◆ What is being asked
In the entries below, rename "tall grass" to "wild reeds" and leave every other word untouched.

Position annotation records:
----------
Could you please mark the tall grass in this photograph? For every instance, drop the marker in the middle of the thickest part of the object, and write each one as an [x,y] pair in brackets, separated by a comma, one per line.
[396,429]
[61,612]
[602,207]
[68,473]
----------
◆ Solved problem
Could you please mark the wild reeds in this photograph? For every instance, drop the marker in the middle of the thickest part of the object, and write each one as an [x,y] pair in brackets, separated by a comma, one per line.
[396,429]
[61,612]
[602,207]
[68,473]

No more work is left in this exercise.